*Text extract*.
Jane Seymour is another problematic soul. The romantic legend that she was the great love of Henry VIII's life and the perfect antidote to Katherine's pride and Anne's temper is sheer nonsense. Evidently, the couple married quickly and, as the old saying goes: marry in haste and repent at leisure. Within a few weeks, Henry was commenting on his new wife's pretty maids of honour and lamenting that he had not met them before marriage to the queen. The problem with figuring out Jane Seymour's actual personality is that there is almost nothing in any source that gives us an example of her doing anything proactively. In fact, of doing anything, at all. Her supposed support for Mary Tudor counted for less than nothing, because she only showed favour to Mary after Henry had publicly humiliated her, forced her to acknowledge the Reformation and brought her back to court to be paraded as the regime's number one prize turncoat. Given the scars left on Mary's psychology, health and spirit, Jane's gift of a diamond ring doesn't seem like it would have helped that much. Although, I suppose a diamond didn't hurt. 

Similarly, there is absolutely no documentary evidence to support the idea that Jane took a protective interest in Anne Boleyn's motherless baby, Elizabeth. A slightly obsessive-compulsive preoccupation with controlling her maids and a pregnancy-inspired craving for quails from Calais are the only glimpses we get into Jane Seymour's day-to-day-life as queen. Then, eighteen months after securing the crown, she was struck down in unimaginable agony and died as a result of post-childbirth complications - like thousands of poor souls both before and after her. She rests today in Saint George's Chapel at Windsor Castle, beneath a black marble stone as inscrutable as she herself was in life.

In direct opposition to how it's often played out in life, history can be quite kind to ugly girls. Especially if they're fat and a bit jolly. Anne of Cleves, the "ugo" of Henry's marital misadventures, is therefore rather fondly remember in Britain today, because of her metaphorical love for a strudel and a giggle. Divorced after only six months as queen because Henry allegedly found her sexually repulsive, Anne accepted a generous divorce settlement and actually got on rather well with her replacement, Catherine Howard. The two women even held a New Year's party together at Hampton Court and went through the deliciously Hilton-sisters-meets-Kardashian-style ritual of exchanging gifts of pet puppies and some bling. It is often assumed, therefore, that German Anne was contented with her lot and lived the last two decades of her life in perfect peace and happiness - thoroughly relieved to have escaped a life of being trapped under the sweating, ulcerous man-mountain that was Henry VIII.

*Task objective*. Copy the passage on Henry VIII's wives word for word, everything from "Similarly, there is" down to "was in life.". The lines that come next are separate material, apart from the text on Henry VIII's wives.

Position annotation lines:
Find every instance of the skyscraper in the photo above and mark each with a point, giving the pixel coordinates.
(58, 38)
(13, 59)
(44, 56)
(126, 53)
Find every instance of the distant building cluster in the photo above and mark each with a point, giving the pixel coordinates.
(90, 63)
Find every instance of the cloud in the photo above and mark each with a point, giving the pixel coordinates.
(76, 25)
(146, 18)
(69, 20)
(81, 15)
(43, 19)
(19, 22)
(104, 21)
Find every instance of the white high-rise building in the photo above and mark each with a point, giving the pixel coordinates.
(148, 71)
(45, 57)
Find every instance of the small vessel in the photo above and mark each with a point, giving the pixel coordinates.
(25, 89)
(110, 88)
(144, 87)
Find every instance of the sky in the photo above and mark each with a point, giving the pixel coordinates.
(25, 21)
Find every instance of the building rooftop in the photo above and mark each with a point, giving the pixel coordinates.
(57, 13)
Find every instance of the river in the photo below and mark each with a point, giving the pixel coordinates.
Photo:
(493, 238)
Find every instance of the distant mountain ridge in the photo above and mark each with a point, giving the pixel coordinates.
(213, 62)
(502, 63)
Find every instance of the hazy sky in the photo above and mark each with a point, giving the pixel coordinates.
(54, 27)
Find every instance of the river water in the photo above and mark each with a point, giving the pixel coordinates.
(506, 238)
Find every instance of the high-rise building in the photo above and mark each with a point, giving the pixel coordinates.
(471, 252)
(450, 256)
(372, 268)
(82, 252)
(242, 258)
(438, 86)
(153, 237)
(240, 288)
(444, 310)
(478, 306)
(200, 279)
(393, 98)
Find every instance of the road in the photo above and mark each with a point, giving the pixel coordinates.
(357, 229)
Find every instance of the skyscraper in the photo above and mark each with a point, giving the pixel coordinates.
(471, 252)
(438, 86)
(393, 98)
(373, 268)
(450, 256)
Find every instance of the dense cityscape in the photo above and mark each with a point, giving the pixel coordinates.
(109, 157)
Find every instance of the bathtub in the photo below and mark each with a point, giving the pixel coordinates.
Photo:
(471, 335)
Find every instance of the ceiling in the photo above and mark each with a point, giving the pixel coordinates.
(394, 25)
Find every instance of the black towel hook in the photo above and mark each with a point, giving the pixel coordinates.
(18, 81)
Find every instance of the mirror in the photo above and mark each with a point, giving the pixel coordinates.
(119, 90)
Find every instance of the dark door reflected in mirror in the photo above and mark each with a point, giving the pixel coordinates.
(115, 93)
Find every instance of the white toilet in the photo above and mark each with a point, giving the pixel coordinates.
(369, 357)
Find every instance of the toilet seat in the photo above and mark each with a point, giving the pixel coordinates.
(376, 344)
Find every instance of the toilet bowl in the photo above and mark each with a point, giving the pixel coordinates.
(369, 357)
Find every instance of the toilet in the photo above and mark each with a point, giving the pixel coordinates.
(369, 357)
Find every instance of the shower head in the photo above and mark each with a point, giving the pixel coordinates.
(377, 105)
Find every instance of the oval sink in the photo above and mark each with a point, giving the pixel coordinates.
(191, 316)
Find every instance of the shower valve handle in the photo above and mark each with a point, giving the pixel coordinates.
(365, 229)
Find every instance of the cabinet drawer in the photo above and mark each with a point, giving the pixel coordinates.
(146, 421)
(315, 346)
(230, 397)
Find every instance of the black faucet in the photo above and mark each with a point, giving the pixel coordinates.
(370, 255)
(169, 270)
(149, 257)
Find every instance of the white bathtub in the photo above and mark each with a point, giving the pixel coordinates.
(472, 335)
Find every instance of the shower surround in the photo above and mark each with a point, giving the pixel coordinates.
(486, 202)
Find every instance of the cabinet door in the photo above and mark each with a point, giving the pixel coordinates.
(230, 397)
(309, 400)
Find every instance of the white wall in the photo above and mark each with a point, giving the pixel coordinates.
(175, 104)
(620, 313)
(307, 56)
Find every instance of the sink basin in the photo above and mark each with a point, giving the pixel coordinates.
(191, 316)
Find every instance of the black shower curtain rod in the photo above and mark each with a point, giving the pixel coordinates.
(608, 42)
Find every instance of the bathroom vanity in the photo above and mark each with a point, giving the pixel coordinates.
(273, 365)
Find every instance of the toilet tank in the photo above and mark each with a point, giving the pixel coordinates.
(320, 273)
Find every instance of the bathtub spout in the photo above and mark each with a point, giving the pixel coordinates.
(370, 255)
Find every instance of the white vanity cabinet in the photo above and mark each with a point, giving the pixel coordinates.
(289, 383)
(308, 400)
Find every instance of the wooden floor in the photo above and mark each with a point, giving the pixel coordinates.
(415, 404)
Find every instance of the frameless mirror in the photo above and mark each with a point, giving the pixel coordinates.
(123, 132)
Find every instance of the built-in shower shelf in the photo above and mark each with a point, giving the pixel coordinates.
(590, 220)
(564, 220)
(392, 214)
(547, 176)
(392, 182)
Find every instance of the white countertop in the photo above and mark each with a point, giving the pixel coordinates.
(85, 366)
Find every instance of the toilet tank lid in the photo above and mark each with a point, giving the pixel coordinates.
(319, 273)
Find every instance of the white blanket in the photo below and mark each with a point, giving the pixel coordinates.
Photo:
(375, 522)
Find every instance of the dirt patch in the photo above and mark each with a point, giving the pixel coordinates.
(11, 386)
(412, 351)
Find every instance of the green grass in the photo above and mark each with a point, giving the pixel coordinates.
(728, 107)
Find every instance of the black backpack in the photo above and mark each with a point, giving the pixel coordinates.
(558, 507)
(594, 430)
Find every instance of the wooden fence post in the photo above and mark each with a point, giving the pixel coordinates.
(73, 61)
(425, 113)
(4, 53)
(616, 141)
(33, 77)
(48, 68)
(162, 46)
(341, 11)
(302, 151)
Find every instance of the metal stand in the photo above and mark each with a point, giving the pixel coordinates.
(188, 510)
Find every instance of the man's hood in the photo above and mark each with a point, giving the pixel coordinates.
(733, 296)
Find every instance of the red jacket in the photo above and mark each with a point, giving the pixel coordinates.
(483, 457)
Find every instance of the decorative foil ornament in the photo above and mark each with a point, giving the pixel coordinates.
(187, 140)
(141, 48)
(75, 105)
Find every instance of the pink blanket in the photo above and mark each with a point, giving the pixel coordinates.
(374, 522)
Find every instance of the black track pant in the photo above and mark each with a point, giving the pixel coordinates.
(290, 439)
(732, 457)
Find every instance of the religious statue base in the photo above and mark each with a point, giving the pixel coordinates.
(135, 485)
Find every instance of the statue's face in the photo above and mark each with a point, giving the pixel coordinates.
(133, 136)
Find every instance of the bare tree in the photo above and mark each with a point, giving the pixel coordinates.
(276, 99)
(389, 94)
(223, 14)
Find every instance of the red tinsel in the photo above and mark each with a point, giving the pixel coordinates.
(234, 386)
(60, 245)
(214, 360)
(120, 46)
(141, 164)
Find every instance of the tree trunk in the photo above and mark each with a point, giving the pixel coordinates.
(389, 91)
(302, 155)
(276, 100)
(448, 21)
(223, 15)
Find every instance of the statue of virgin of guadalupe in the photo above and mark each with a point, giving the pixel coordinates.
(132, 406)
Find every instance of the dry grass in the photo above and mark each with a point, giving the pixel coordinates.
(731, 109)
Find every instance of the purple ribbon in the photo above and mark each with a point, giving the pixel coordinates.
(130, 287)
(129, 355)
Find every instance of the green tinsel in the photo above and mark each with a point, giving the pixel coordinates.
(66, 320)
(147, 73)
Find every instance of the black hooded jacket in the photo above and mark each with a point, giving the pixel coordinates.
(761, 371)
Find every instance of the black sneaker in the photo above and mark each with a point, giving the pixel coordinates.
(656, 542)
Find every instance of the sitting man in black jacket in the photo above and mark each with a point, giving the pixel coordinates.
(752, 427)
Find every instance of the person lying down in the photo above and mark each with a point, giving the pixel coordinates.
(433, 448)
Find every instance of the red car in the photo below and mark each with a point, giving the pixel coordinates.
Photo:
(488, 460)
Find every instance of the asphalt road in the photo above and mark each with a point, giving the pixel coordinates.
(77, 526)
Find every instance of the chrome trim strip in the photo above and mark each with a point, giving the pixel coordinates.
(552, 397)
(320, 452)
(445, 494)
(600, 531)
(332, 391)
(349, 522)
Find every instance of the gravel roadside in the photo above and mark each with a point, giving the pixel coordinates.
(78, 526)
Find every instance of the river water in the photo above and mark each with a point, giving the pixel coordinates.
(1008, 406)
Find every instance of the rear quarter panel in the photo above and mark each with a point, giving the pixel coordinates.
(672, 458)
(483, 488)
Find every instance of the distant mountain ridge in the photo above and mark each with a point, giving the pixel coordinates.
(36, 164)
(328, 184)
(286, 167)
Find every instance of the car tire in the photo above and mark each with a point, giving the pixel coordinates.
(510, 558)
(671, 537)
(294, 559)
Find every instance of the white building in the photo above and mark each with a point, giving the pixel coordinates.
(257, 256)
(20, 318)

*Written answer*.
Similarly, there is absolutely no documentary evidence to support the idea that Jane took a protective interest in Anne Boleyn's motherless baby, Elizabeth. A slightly obsessive-compulsive preoccupation with controlling her maids and a pregnancy-inspired craving for quails from Calais are the only glimpses we get into Jane Seymour's day-to-day-life as queen. Then, eighteen months after securing the crown, she was struck down in unimaginable agony and died as a result of post-childbirth complications - like thousands of poor souls both before and after her. She rests today in Saint George's Chapel at Windsor Castle, beneath a black marble stone as inscrutable as she herself was in life.